• WHAT TO WORK ON:
Which lines below hold the word "hoof"? Report each one.
== DATA UNDER STUDY ==
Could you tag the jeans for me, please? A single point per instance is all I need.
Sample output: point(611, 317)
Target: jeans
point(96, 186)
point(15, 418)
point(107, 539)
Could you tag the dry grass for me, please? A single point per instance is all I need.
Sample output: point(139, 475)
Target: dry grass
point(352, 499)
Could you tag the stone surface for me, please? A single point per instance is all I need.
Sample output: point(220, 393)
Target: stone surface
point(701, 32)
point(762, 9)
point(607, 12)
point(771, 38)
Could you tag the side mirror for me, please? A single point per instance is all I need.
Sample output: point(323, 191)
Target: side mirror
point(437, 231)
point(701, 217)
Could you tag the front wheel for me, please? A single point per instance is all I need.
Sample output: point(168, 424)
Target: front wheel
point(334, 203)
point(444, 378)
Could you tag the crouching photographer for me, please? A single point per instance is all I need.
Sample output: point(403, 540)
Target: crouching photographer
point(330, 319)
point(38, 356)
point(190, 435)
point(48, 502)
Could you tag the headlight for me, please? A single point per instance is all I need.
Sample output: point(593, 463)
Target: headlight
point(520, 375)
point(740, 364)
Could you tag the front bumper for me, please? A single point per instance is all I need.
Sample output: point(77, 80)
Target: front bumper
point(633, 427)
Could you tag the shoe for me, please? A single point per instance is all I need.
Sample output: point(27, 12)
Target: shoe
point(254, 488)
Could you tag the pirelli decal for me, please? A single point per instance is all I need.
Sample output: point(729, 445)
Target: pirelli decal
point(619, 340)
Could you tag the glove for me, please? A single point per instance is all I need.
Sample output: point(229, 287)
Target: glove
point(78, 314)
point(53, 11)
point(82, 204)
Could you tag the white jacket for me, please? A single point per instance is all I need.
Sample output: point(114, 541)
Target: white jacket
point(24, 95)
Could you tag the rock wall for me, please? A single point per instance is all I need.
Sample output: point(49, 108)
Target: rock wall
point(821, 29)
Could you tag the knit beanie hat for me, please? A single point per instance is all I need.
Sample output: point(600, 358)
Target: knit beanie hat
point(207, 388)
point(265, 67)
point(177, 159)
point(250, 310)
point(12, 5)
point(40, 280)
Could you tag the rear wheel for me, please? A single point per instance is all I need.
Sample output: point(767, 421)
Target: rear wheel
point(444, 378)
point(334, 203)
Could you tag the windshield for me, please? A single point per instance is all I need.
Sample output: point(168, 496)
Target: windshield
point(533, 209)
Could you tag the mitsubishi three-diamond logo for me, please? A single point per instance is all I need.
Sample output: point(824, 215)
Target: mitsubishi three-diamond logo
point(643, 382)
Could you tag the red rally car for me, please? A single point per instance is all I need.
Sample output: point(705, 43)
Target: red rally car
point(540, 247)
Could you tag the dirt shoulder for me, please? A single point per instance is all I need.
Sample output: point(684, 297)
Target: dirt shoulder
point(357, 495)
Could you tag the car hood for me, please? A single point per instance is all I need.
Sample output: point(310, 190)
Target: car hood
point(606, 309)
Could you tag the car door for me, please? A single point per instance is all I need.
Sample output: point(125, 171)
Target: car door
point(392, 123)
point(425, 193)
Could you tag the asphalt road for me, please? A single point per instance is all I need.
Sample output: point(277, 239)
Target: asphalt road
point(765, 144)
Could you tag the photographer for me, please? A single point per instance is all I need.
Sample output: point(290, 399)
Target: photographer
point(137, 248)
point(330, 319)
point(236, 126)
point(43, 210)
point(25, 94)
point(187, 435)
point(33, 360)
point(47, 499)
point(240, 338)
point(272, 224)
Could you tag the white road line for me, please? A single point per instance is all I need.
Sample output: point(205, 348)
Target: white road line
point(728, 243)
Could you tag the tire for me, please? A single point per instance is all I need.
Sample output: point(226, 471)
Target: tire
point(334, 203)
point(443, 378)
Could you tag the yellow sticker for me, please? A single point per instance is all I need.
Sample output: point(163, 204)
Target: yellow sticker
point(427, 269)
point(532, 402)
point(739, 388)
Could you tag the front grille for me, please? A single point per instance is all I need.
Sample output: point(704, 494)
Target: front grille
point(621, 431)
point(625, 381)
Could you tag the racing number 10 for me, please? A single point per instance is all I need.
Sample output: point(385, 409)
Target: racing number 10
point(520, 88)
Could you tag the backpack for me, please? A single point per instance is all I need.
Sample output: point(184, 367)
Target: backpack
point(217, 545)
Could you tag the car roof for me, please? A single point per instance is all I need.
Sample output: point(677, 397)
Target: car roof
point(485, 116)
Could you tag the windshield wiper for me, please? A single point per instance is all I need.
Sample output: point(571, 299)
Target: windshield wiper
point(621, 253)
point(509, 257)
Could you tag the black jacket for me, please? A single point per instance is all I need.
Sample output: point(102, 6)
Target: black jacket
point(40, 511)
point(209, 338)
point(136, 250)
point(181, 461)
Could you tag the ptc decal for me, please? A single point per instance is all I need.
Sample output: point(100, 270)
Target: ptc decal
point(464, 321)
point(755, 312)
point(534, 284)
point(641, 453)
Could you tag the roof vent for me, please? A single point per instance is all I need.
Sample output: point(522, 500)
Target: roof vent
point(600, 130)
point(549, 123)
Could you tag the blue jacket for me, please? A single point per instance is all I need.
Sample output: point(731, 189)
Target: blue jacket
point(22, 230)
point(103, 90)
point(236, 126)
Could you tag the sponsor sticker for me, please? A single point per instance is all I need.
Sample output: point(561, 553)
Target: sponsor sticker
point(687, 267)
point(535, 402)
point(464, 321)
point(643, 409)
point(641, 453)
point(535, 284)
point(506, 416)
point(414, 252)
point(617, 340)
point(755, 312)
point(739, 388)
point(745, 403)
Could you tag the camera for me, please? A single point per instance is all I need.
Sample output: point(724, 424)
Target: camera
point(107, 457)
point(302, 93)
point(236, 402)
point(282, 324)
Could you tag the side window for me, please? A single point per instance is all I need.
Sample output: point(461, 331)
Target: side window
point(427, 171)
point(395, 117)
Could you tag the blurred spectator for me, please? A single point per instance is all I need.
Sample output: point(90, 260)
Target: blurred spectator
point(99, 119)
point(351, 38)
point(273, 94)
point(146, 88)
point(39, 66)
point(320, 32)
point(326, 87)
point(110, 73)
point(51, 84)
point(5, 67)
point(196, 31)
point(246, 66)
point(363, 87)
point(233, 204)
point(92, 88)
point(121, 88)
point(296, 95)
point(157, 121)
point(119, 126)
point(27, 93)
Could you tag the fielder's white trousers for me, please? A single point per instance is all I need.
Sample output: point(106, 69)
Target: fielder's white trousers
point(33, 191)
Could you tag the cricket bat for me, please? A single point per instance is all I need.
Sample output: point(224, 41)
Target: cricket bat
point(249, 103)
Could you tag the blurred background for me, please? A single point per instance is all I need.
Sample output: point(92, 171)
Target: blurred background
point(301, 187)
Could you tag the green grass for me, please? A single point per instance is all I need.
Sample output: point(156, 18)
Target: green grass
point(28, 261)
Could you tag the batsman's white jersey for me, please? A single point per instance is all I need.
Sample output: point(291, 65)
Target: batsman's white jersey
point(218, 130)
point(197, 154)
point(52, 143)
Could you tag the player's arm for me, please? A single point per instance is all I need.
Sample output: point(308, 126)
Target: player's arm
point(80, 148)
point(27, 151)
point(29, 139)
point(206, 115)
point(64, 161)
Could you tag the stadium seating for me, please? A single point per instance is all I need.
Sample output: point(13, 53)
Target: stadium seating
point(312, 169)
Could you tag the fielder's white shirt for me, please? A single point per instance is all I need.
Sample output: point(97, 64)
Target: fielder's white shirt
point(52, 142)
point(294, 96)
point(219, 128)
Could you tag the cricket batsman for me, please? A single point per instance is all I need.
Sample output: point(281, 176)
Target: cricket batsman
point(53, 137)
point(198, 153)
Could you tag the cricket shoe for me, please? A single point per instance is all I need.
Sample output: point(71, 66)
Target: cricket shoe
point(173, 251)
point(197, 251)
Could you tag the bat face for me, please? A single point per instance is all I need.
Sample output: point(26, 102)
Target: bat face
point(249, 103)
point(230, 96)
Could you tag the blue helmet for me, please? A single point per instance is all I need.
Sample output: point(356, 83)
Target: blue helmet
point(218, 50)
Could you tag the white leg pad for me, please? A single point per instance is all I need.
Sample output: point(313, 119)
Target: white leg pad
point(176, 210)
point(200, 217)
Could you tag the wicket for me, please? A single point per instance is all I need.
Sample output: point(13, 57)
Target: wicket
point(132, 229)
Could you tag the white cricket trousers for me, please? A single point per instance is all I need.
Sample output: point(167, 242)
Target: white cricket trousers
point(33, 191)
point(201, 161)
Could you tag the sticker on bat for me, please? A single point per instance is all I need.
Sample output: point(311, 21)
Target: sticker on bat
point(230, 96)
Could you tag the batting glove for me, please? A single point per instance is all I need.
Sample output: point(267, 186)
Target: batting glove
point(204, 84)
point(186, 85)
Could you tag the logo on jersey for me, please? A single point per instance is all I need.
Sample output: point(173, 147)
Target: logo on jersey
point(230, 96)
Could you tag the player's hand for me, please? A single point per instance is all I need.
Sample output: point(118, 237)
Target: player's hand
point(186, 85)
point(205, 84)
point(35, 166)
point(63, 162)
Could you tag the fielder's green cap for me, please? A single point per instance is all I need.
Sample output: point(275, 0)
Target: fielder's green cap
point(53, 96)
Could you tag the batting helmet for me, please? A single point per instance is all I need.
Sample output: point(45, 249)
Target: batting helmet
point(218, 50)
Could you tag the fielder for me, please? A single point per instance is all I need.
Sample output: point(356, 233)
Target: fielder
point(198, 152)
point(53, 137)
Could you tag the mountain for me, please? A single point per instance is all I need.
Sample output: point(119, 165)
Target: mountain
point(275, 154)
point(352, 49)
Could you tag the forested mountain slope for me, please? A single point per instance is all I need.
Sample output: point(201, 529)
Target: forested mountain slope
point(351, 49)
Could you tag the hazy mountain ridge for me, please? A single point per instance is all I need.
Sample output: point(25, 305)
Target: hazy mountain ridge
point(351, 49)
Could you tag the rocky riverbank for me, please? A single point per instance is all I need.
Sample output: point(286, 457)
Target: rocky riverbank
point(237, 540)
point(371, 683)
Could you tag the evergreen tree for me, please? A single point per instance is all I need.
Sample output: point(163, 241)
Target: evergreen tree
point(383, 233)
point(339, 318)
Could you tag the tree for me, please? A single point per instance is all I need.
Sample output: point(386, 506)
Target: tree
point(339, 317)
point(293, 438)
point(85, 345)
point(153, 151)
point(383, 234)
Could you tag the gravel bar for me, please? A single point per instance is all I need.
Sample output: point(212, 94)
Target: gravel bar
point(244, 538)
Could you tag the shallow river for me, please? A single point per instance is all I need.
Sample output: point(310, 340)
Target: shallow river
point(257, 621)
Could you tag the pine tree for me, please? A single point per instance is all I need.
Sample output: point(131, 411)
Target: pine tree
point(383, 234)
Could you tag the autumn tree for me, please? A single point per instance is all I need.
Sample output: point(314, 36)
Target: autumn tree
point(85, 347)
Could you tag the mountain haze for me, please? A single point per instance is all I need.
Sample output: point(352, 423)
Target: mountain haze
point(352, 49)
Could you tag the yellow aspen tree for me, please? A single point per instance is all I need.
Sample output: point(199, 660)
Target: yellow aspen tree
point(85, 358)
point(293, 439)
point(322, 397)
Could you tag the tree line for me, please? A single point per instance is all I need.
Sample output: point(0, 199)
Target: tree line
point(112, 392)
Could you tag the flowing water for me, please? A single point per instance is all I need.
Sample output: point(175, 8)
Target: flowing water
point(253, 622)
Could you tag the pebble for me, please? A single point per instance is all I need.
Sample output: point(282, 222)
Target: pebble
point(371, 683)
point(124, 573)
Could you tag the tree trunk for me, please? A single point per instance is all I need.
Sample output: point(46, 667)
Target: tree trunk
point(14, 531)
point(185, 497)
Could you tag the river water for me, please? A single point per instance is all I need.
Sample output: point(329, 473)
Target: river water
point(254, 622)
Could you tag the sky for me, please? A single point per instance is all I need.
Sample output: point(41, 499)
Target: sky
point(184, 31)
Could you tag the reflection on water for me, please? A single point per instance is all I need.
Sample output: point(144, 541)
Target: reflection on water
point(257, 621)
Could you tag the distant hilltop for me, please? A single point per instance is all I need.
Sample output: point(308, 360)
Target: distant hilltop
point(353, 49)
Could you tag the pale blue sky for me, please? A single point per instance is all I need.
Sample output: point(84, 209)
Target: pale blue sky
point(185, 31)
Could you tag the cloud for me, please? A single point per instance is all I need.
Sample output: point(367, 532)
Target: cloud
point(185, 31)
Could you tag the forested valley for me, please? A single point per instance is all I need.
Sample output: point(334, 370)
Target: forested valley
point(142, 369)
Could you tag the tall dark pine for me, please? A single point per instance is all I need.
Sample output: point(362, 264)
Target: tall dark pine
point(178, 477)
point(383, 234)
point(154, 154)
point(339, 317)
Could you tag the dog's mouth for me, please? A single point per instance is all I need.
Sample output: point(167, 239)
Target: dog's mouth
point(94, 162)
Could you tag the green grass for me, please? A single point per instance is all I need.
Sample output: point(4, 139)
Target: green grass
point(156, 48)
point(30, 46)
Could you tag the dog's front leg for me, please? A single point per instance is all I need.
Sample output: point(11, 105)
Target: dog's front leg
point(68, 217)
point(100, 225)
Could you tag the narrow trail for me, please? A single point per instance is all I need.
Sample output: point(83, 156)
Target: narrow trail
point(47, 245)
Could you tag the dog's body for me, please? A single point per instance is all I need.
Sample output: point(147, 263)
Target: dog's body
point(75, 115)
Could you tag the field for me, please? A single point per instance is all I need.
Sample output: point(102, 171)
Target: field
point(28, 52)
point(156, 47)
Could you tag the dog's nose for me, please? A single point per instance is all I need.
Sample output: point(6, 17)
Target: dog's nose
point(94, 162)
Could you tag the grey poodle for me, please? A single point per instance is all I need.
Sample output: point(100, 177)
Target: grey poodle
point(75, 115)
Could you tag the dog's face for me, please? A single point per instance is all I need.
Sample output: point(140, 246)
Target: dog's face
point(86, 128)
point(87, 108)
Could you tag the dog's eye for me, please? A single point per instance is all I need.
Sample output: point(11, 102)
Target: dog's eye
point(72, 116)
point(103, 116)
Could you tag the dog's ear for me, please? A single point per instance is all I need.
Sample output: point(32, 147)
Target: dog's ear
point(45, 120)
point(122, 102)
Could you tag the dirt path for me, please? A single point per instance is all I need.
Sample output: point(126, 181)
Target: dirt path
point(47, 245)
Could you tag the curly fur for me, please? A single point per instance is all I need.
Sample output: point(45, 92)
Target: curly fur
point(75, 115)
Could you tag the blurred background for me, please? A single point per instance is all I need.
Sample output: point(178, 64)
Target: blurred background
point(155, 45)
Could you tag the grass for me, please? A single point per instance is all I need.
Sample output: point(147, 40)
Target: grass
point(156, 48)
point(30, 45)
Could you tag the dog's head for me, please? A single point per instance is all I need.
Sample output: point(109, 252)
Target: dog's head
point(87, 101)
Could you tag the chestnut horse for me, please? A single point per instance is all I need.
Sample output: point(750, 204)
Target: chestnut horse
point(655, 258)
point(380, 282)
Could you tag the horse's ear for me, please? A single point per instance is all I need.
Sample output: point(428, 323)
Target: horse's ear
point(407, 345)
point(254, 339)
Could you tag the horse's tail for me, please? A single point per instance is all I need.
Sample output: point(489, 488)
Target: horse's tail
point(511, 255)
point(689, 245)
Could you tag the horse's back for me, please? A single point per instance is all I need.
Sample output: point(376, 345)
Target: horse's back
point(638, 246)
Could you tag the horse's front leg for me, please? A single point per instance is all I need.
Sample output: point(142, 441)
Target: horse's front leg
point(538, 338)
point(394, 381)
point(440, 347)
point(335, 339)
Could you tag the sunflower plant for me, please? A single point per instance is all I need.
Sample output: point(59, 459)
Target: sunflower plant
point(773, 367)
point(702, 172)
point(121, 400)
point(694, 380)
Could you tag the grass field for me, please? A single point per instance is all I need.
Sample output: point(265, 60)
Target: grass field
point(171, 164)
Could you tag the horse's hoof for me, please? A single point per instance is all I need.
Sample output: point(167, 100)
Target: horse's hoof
===
• RESULT BELOW:
Could you tag the horse's hoof for me, please? A single point per instance is all I need.
Target: horse's hoof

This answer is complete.